- Список заданий:
(1) Кто посадил клен перед калиткой, согласно тексту о клене?
(2) Пожалуйста, извлеките из текста о клене фрагмент между словами «Школьные неприятности тоже» и «утренней свежести (Чосон).» включительно.

Мальчик и дерево
Алексей Сулима о том, как важно держаться корней в прямом и переносном смысле.

Клен густым кустарником рос перед самой калиткой. Его ветви изящными стрелами щерились во все стороны и были густо покрыты крупной листвой. Это было корейское дерево, семена которого завезли мои корейские предки, депортированные в 1938 году из Приморья в Среднюю Азию. Посадил его мамин отец Виктор, а именно Виктор Ен-Мунович Ли, и клен быстро разросся, отвоевав себе пространство у забора до самого ларька с ледяной водой на уютной улочке города Фрунзе. Виктора я никогда не видел, мама почти ничего про него не рассказывала, так что яркие сапиндовые заросли были единственным нашим с дедом посредником.
Растению крепко от меня доставалось: когда я ходил в детский сад, стройные ветки идеально выполняли роль меча или стрел, ну а в школьные годы в ход пошли уже листья, которые собирались в пышный зеленый мяч для игры в лянгу. От чеканки шар лохматился и довольно быстро разлетался, распространяя немного резкий сладковато-кислый запах, поэтому все клены в округе страдали от нашего увлечения.
Школьные неприятности тоже не сулили кусту ничего хорошего — моя злость и ярость обрушивались на узорчатую листву ударами рук и палки, а однажды, после обидной двойки, я закинул в заросли рюкзак.
Но как бы варварски я ни поступал, в глубине души я чувствовал некоторую нежность и привязанность к клену, к его изящным ветвям, медовому запаху по весне и вечной свежести. Возможно, потому, что когда-то его родина — Корея — так и называлась: Страна утренней свежести (Чосон).
В последние деньки августа, перед походом в первый класс, я величественно ходил взад и вперед мимо кустарника с подаренным мне по такому случаю красным ранцем, доверху набитым тетрадками на 36 листов, пеналом и прочей канцелярией. И клен одобрительно шумел, глядя на мой импровизированный парад.
А когда во втором классе я потерял новенькую куртку, клен вместе со мной расставался с деталями своего «наряда». Я сидел под ним и тихонько плакал с досады, обрывая хрупкие черенки листвы от веток. Но кусты, налитые яркими красками от спелого абрикосового до глубокого карминного, лишь тихонько покачивались, утешая меня.

- Предоставленный список:
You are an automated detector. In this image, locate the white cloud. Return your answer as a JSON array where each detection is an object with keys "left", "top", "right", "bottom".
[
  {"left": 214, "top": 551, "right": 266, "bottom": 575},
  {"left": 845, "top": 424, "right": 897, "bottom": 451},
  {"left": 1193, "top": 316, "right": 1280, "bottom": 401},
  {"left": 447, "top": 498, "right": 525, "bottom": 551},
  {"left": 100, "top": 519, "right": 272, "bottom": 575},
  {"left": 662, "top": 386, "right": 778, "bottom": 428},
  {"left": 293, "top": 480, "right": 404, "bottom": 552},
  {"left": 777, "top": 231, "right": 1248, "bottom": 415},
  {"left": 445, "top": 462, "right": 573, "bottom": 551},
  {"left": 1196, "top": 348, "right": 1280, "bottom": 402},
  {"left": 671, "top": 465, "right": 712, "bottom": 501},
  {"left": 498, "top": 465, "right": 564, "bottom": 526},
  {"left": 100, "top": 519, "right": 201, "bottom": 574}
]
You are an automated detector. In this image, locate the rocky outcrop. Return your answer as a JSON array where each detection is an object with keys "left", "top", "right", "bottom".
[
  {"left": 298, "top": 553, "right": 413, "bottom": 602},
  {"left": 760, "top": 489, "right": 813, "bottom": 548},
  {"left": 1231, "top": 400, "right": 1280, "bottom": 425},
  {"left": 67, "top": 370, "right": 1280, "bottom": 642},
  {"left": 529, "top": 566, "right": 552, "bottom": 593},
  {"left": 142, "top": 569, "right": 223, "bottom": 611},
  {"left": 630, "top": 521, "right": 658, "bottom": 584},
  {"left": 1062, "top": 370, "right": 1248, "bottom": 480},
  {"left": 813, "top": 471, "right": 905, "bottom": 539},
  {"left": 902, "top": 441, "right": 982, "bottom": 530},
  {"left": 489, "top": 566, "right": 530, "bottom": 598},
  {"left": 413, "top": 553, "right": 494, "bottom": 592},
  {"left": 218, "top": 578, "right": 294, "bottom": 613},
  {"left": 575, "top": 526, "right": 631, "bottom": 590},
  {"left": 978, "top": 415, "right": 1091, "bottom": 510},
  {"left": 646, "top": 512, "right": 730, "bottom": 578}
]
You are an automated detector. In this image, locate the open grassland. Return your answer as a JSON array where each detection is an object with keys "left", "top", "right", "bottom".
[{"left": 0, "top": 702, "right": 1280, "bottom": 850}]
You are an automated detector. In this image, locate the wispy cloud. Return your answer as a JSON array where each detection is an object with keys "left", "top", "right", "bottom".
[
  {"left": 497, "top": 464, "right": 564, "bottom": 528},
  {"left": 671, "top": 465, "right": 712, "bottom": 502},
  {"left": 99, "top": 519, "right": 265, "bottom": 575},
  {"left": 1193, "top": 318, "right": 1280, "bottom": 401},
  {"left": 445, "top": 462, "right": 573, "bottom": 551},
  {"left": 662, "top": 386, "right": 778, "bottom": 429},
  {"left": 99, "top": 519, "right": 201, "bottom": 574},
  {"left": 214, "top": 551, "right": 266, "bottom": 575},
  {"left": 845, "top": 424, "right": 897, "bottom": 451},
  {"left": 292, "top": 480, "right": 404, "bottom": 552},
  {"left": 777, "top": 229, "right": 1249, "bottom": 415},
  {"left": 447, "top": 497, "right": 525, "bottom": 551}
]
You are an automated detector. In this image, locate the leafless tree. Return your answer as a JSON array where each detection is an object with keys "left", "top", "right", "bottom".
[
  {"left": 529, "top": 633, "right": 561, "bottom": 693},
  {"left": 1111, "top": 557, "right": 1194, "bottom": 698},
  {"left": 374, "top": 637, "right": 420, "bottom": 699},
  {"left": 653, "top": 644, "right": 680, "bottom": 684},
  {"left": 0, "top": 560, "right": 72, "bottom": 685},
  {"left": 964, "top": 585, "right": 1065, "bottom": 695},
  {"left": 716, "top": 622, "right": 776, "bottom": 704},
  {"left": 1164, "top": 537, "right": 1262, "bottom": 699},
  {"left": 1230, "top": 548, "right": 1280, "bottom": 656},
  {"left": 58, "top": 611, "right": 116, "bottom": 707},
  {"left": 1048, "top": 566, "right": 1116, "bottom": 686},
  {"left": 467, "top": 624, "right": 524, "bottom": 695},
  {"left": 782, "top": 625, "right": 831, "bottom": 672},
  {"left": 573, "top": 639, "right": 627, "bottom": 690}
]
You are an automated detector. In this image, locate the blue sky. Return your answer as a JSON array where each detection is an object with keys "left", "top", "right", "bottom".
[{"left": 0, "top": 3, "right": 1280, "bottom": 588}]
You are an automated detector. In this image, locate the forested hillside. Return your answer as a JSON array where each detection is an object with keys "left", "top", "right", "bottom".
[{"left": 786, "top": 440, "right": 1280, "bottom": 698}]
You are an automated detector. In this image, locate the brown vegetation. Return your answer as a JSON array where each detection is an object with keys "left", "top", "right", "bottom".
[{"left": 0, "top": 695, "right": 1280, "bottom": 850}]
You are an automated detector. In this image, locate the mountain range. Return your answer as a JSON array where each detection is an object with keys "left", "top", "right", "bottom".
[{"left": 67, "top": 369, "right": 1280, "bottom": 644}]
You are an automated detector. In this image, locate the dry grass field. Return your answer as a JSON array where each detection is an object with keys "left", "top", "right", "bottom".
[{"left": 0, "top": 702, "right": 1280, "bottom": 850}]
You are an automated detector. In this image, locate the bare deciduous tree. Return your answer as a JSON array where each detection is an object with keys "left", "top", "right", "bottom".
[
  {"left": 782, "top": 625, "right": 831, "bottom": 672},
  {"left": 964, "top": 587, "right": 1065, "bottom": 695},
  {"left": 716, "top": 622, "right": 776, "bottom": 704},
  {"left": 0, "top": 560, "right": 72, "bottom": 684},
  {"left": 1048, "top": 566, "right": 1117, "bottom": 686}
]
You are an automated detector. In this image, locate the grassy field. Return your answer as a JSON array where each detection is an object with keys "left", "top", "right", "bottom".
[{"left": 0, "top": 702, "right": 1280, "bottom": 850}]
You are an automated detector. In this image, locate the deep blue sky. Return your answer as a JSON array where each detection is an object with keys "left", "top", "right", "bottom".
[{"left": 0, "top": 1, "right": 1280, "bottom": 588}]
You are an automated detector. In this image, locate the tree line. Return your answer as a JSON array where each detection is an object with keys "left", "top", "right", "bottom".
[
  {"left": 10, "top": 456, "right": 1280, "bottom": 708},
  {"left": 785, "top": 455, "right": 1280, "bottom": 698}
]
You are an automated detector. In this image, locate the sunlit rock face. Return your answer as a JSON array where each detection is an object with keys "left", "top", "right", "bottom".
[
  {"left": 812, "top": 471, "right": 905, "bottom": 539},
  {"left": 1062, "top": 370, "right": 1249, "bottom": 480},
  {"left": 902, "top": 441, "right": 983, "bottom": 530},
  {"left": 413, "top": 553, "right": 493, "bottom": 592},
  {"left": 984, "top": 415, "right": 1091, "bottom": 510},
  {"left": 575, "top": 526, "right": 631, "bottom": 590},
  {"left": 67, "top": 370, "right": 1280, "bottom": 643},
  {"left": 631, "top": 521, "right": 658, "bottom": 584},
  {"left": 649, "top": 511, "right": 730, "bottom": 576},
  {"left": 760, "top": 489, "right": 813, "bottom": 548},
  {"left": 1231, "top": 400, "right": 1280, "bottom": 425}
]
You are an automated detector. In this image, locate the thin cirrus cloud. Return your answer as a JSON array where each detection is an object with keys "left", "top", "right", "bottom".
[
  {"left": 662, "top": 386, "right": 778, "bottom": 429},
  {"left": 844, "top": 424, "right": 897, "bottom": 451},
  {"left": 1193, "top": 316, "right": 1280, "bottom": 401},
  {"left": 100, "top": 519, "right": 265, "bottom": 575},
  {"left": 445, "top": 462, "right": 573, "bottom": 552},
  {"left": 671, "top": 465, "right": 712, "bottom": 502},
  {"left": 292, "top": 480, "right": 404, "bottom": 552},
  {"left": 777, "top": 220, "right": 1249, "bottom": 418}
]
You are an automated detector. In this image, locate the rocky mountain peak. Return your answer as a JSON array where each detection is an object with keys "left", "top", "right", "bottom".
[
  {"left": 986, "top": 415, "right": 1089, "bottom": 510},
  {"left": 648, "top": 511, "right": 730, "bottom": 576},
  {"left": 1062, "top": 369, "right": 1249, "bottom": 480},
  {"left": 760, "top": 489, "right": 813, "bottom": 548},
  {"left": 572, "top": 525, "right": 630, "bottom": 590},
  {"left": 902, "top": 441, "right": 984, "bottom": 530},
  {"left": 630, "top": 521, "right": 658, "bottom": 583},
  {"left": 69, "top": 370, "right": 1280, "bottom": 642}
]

- Список решений:
(1) Мамин отец Виктор, то есть Виктор Ен-Мунович Ли.

(2)
Школьные неприятности тоже не сулили кусту ничего хорошего — моя злость и ярость обрушивались на узорчатую листву ударами рук и палки, а однажды, после обидной двойки, я закинул в заросли рюкзак.
Но как бы варварски я ни поступал, в глубине души я чувствовал некоторую нежность и привязанность к клену, к его изящным ветвям, медовому запаху по весне и вечной свежести. Возможно, потому, что когда-то его родина — Корея — так и называлась: Страна утренней свежести (Чосон).